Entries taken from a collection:
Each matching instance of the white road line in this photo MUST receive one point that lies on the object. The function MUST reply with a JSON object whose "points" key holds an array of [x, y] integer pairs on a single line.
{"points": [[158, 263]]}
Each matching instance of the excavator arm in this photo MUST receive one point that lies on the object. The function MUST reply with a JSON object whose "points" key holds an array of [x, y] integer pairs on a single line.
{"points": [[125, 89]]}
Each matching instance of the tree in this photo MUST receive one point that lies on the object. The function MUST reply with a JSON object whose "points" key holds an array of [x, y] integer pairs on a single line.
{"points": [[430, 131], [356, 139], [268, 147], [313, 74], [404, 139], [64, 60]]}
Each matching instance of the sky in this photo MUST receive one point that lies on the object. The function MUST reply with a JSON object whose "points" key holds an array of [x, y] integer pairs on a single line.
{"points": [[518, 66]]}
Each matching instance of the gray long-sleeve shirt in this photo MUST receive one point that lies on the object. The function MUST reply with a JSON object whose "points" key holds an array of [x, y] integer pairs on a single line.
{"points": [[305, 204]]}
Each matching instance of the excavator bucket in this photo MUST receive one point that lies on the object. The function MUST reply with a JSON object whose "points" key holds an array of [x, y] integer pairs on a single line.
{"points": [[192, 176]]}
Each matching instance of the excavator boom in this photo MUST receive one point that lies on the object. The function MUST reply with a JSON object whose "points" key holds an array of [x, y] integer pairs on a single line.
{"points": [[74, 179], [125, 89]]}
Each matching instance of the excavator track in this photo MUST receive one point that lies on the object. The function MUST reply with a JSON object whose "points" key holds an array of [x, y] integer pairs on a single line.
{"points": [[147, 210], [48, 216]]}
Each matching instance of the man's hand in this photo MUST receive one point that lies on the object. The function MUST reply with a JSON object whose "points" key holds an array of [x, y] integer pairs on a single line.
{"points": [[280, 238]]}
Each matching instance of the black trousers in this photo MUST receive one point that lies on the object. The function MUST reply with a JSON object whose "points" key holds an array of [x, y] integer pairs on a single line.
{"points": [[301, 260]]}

§ **What is required**:
Return the whole of the data, character for character.

§ **Answer space**:
Each matching instance of the white road line in this photo MUST receive one point that lies on the object. The function MUST reply with a JSON object whose "points" key holds an array of [x, y] integer pairs on a single line.
{"points": [[158, 263]]}
Each matching instance of the excavator arm in this photo MUST receive one point that lies on the object. The function MUST reply with a JSON object whose "points" key holds an array of [x, y] integer pairs on a single line.
{"points": [[125, 89]]}
Each matching instance of the tree in this photo MUST receive one point that lies on the object. The function MUST reply with a JSON object whose "points" key holds an array of [x, y] integer pairs on a single line.
{"points": [[430, 131], [356, 139], [268, 147], [313, 74], [404, 139], [64, 60]]}
Each matching instance of the sky in this photo MUST receive one point that lies on the object. The function MUST reply with a JSON object whose "points" key holds an array of [x, y] integer pairs on a single line.
{"points": [[518, 66]]}
Each matching instance of the gray long-sleeve shirt in this photo MUST receive one point that lies on the object. The function MUST reply with a JSON object whose "points" key holds an array of [x, y] integer pairs on a single line.
{"points": [[305, 204]]}
Each matching instance of the excavator bucket in this photo MUST receive one point that lies on the object. The function MUST reply with a JSON object whose "points" key holds an array of [x, y] integer pairs on a single line.
{"points": [[192, 176]]}
Each matching instance of the excavator boom in this photo MUST receive one point that lies on the object. The function MUST reply with a JSON object whose "points" key holds an array of [x, y] integer pairs on a single line.
{"points": [[74, 179], [125, 89]]}
Each matching instance of the excavator track in this photo MUST receive one point that lies on the object. The function MUST reply with a JSON object whose "points" key holds an array of [x, y] integer pairs on a single line.
{"points": [[147, 210], [48, 216]]}
Each matching instance of the man's hand in this photo MUST receive one point that lies on the object. The function MUST reply with a JSON object whose "points" key holds an array of [x, y] integer pairs on a single line.
{"points": [[280, 238]]}
Each matching instance of the black trousers in this photo MUST receive one point that lies on the object. The function MUST reply with a JSON object whose "points" key holds an array of [x, y] integer pairs on a single line.
{"points": [[301, 260]]}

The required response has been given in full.